#### EXTRAIT DU DOCUMENT:
┌──

À mesure que le mercure augmente, dans ma tête, ça commence aussi à s’affoler : il va bien falloir que je sorte mon maillot et expose mon corps aux yeux de tous.
L’été, synonyme de légèreté et d’insouciance, a toujours été pour moi été un moment de stress, mais surtout de “body shaming”.
Késako ? Le body shaming, c’est le courant qui consiste à critiquer ou insulter ouvertement le corps de quelqu’un, ou d’une catégorie de personnes. Que ce soit dans la rue, ou les réseaux sociaux, mais aussi à la télévision ou dans les magazines, ou lors d’un recrutement pour un emploi.
Aujourd’hui je ne veux pas te parler de body shaming en général, mais des effets de ce fléau sur notre dialogue intérieur, et sur le mien en l’occurrence.
Moi, devant la glace de ma chambre :
« Pfff, toujours pas assez de seins ! »
Moi, dans une cabine d’essayage :
« Décidément, ce petit ventre ne veut pas disparaître… »
Résultat ? J’ai honte de mon corps et le lui fais bien sentir : je rentre le ventre, je porte des soutiens-gorge rembourrés… Je n’en suis plus à m’affamer à coup de salade verte histoire de ne pas faire trop tâche sur la plage, mais quand même. Je ne suis pas franchement tendre avec mon corps et ses petites imperfections (que moi, simple mortelle, je ne peux pas Photoshoper d’un coup de baguette magique).
D’aucuns me répondront : « Quoi, tu n’aimes pas ton corps ? Arrête 5 minutes et regarde-toi, il y a bien pire que toi, alors arrête de te plaindre. »
Mais je ne me plains de rien ! Et je me sens d’autant plus honteuse de ne pas raffoler de mon corps que oui, en effet, “ça pourrait être pire”.
Alors, j’aimerais une bonne fois pour toutes arrêter cette comédie de la honte, accepter mon corps tel qu’il est (parce que je peux vous garantir qu’il en a bavé et que je lui dois une fière chandelle).
Sauf que “faire la paix”, ça ne se décrète pas.
S’accepter telle que l’on est, non plus (surtout quand on est abreuvée en permanence de publicités pour les maillots de bain en ce début d’été !).
Pour faire la paix, je sais qu’il faut d’abord demander pardon. J’en sais quelque chose en ce moment avec les disputes incessantes entre mes deux garçons à qui je demande toute la journée de demander pardon à l’autre, histoire de “faire la paix”. Mon corps, malgré tout ce que je peux lui reprocher, il en a vraiment bavé et il a vraiment assuré. Alors, merci pour ça, déjà !
Et puis, pardon aussi, à toi, mon corps
Pardon de t’infliger tant de souffrances, des souffrances invisibles, en t’adressant presque en permanence des reproches destructeurs.
Je sais aussi qu’on ne peut pas changer en un coup de baguette magique des propos très négatifs en louanges… mais que tout commence par changer quand on arrête de se focaliser sur les mêmes détails (au hasard, le ventre et la poitrine).

└──

#### À VOUS:
A. Répondez à ces questions d'après le texte sur le body shaming :
(i) Quelle phrase est prononcée devant la glace de la chambre ?
(ii) Combien de garçons se disputent sans cesse ?
(iii) Sur quels détails du corps, cités entre parenthèses dans la dernière phrase, arrête-t-on de se focaliser ?
B. Reprenez le texte sur le body shaming à la suite de sa dernière phrase.

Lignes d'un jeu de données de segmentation

┌──

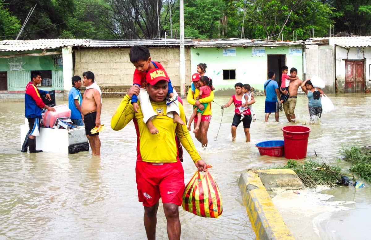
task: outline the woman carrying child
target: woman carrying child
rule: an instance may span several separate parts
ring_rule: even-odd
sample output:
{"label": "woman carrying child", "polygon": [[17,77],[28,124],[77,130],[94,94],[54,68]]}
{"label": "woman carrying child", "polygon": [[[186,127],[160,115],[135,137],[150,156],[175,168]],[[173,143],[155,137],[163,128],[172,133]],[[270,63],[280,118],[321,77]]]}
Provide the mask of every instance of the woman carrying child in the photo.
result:
{"label": "woman carrying child", "polygon": [[323,91],[319,87],[313,87],[311,79],[307,79],[303,82],[301,85],[302,89],[306,94],[308,98],[308,108],[309,114],[311,116],[311,123],[313,123],[315,120],[315,116],[321,118],[322,113],[322,103],[321,98]]}
{"label": "woman carrying child", "polygon": [[[209,97],[213,89],[213,80],[209,79],[209,78],[206,76],[201,77],[200,78],[200,82],[201,83],[201,86],[200,87],[200,93],[196,98],[196,99],[197,100]],[[187,126],[188,131],[191,131],[191,124],[196,115],[197,115],[197,124],[196,125],[196,127],[194,128],[193,132],[197,133],[200,128],[200,126],[201,124],[201,118],[202,114],[205,111],[205,108],[207,106],[208,103],[201,103],[201,104],[204,107],[203,110],[200,110],[196,106],[194,106],[193,112],[191,116],[189,121],[188,122],[188,124]]]}
{"label": "woman carrying child", "polygon": [[[251,124],[251,113],[248,108],[245,110],[242,113],[244,116],[243,119],[241,119],[241,114],[240,114],[240,107],[242,105],[242,99],[243,97],[244,93],[242,92],[242,87],[243,86],[241,83],[237,83],[234,85],[234,90],[236,94],[232,96],[229,101],[227,103],[221,106],[221,109],[228,107],[232,103],[234,104],[234,116],[233,118],[233,121],[232,122],[232,141],[234,141],[236,140],[236,130],[239,124],[243,122],[243,130],[245,132],[245,136],[246,137],[246,141],[250,141],[250,124]],[[254,97],[252,97],[251,100],[247,102],[247,105],[252,104],[255,102]]]}

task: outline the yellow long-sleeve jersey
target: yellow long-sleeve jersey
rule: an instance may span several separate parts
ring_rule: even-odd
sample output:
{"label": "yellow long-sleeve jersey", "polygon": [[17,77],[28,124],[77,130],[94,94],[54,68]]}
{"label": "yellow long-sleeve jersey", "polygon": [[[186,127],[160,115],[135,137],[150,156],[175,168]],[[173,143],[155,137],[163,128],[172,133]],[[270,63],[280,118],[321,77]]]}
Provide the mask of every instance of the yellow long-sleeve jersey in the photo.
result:
{"label": "yellow long-sleeve jersey", "polygon": [[[192,91],[188,90],[188,94],[187,95],[187,100],[190,104],[194,105],[196,103],[195,99],[197,97],[198,94],[200,94],[200,90],[196,89],[194,91],[194,93],[192,93]],[[211,91],[210,93],[210,96],[209,97],[199,100],[200,102],[201,103],[207,103],[207,106],[205,108],[205,111],[202,115],[212,115],[211,113],[211,101],[214,100],[214,91]]]}
{"label": "yellow long-sleeve jersey", "polygon": [[[157,114],[152,119],[152,123],[159,131],[157,134],[151,134],[143,121],[141,108],[139,108],[139,113],[135,113],[130,103],[131,100],[127,95],[124,97],[112,116],[111,127],[118,131],[133,120],[137,131],[137,161],[151,163],[174,163],[179,161],[175,134],[194,162],[201,159],[187,127],[174,123],[173,119],[166,116],[166,101],[151,102],[153,110]],[[138,103],[140,106],[140,103]],[[185,123],[183,106],[179,105],[180,116]]]}

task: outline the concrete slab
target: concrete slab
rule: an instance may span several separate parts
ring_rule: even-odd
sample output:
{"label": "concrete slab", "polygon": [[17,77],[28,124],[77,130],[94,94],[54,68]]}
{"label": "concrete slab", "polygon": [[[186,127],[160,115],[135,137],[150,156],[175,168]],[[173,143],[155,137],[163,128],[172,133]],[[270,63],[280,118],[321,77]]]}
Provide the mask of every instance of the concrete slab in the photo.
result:
{"label": "concrete slab", "polygon": [[241,174],[242,199],[257,239],[294,239],[256,173]]}
{"label": "concrete slab", "polygon": [[305,187],[295,172],[290,169],[268,169],[256,171],[267,189],[279,187],[297,189]]}

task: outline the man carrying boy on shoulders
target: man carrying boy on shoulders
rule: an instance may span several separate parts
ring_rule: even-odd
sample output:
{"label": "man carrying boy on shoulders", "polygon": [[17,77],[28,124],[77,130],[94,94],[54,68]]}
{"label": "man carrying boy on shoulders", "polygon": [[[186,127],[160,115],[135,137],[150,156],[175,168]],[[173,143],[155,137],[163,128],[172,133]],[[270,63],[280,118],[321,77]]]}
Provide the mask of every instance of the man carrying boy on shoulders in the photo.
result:
{"label": "man carrying boy on shoulders", "polygon": [[[122,129],[132,120],[137,130],[137,158],[136,178],[139,201],[144,207],[144,222],[147,237],[155,239],[158,201],[162,199],[167,221],[169,239],[180,239],[181,226],[179,206],[182,204],[184,188],[184,172],[177,154],[175,136],[191,156],[197,170],[207,170],[206,163],[197,152],[187,127],[175,123],[166,114],[166,96],[169,79],[162,69],[148,71],[146,88],[153,109],[157,115],[152,123],[159,133],[152,134],[143,121],[142,108],[137,112],[130,103],[133,96],[139,94],[139,87],[132,86],[112,117],[111,127]],[[155,74],[154,74],[156,72]],[[140,106],[141,103],[138,103]],[[184,110],[179,104],[180,116],[185,121]],[[166,139],[164,140],[164,139]]]}

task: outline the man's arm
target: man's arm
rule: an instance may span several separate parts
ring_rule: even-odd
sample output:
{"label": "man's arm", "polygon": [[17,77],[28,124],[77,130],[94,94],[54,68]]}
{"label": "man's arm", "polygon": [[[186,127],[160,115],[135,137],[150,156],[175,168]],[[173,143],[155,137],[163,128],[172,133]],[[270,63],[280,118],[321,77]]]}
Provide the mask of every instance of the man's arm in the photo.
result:
{"label": "man's arm", "polygon": [[199,100],[199,101],[200,103],[206,103],[212,101],[213,100],[214,100],[214,91],[212,91],[210,92],[210,96],[201,99]]}
{"label": "man's arm", "polygon": [[192,93],[191,91],[188,91],[188,93],[187,95],[187,101],[188,103],[192,105],[194,105],[196,103],[196,101],[193,99],[193,94]]}
{"label": "man's arm", "polygon": [[279,99],[280,98],[281,96],[280,95],[279,91],[278,91],[278,88],[277,88],[275,90],[276,90],[276,94],[277,95],[277,99],[278,100],[278,101],[279,101]]}
{"label": "man's arm", "polygon": [[[185,115],[183,106],[179,104],[179,110],[180,111],[180,118],[183,121],[185,121]],[[191,156],[191,158],[197,170],[199,171],[206,171],[207,168],[206,163],[201,159],[201,157],[196,150],[194,144],[192,140],[189,132],[187,129],[186,125],[177,124],[175,129],[177,135],[179,138],[180,143]]]}
{"label": "man's arm", "polygon": [[96,104],[96,117],[95,118],[95,126],[101,125],[101,113],[102,112],[102,100],[101,94],[96,89],[93,89],[93,97]]}
{"label": "man's arm", "polygon": [[[134,109],[130,100],[133,94],[139,94],[139,87],[133,85],[124,97],[111,119],[111,127],[115,131],[124,128],[134,117]],[[188,130],[187,130],[188,131]]]}

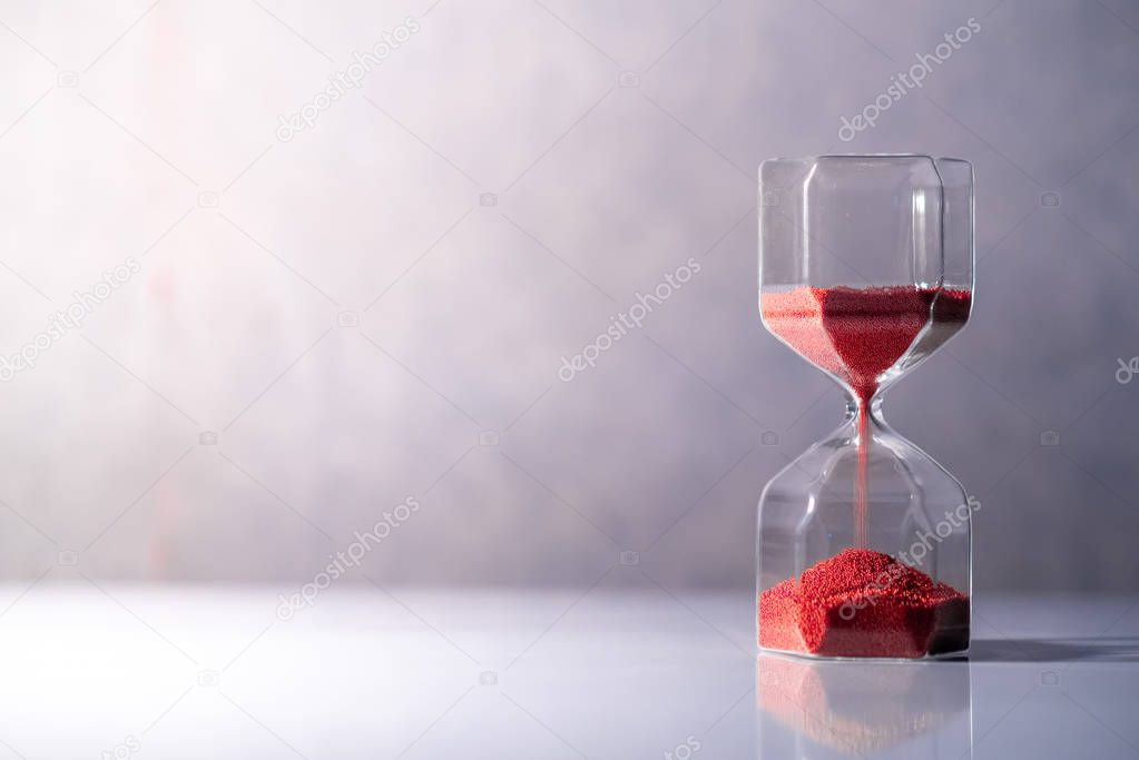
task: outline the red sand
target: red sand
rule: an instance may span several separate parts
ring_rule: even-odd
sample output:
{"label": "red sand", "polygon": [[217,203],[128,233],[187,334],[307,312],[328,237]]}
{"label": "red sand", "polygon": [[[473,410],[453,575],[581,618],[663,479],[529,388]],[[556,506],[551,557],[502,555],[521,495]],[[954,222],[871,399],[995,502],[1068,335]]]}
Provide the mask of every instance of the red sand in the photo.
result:
{"label": "red sand", "polygon": [[888,554],[847,548],[759,598],[759,643],[826,656],[920,658],[968,642],[969,600]]}
{"label": "red sand", "polygon": [[927,324],[916,352],[928,354],[968,319],[969,290],[950,288],[795,288],[764,292],[768,329],[811,363],[830,372],[859,403],[859,465],[854,482],[854,543],[867,546],[867,406],[878,378],[901,360]]}
{"label": "red sand", "polygon": [[969,303],[968,290],[804,287],[763,294],[762,309],[771,332],[843,380],[865,403],[878,389],[878,377],[906,354],[921,328],[931,320],[964,323]]}

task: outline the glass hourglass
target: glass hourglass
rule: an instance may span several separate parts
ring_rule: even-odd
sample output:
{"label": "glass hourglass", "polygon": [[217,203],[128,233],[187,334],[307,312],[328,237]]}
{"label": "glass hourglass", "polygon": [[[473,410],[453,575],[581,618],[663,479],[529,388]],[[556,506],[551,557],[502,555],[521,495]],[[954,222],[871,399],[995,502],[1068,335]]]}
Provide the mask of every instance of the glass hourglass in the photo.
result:
{"label": "glass hourglass", "polygon": [[976,502],[882,416],[973,296],[973,167],[919,155],[760,168],[763,324],[846,394],[846,418],[763,489],[761,649],[915,659],[968,649]]}

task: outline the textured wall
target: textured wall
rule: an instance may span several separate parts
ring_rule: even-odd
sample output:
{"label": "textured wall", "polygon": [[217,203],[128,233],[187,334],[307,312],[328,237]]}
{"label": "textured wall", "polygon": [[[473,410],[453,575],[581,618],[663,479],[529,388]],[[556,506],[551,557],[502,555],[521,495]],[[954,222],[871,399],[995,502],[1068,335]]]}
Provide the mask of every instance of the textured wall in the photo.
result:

└──

#### CORRIGÉS:
A.
(i) « Pfff, toujours pas assez de seins ! »
(ii) Deux.
(iii) Le ventre et la poitrine.

B.
Eh oui, parce que notre cerveau se programme pour ne repérer que ce sur quoi nous mettons notre mon focus. Voilà mon focus à moi :
“J’ai le ventre flasque et pas un pet de poitrine… Mais quelle horreur, on dirait un mec !”
En vrai, je n’ai pas seulement un peu de bidon qui dépasse du jean, ou juste une poitrine de pré-adolescente alors que j’ai 35 ans. J’ai aussi quelques atouts et des jolies choses qui ne demandent qu’à pouvoir s’exprimer tranquillement, sauf que :
Mon cerveau a été mal programmé
Je l’ai entraîné à ne s’arrêter que sur mon ventre et ma poitrine… donc le reste, je le zappe totalement.
Alors bien sûr, je ne vais pas pouvoir changer la façon dont j’ai programmé mon cerveau du jour au lendemain. Mais j’ai le pouvoir de commander à mon cerveau de se concentrer sur d’autres aspects de mon corps : mes longues jambes, mes yeux verts.
Ce ventre pas assez ferme, ces seins pas assez bombés, évidemment, je ne vais pas me mettre à les adorer comme par magie. Mais je peux remplacer les critiques incessantes que je leur adresse par de la neutralité, dans un premier temps, puis ensuite par de l’amour.
Brené Brown, grande spécialiste de la honte, explique que pour mettre la honte au tapis, il faut faire preuve de vulnérabilité. Et comment fait-on preuve de vulnérabilité ? En posant des actes de courage.
Alors quand les magazines féminins nous serinent à longueur de pages des astuces pour avoir un ventre plat et être sublime en maillot pigeonnant, voilà le challenge que je me lance, pour cet été : je vais faire preuve de courage et assumer ma poitrine menue en portant un maillot de bain sans rembourrage.
Oui Madame !
Un petit pas pour la femme, mais un grand pas vers plus de bienveillance pour moi-même.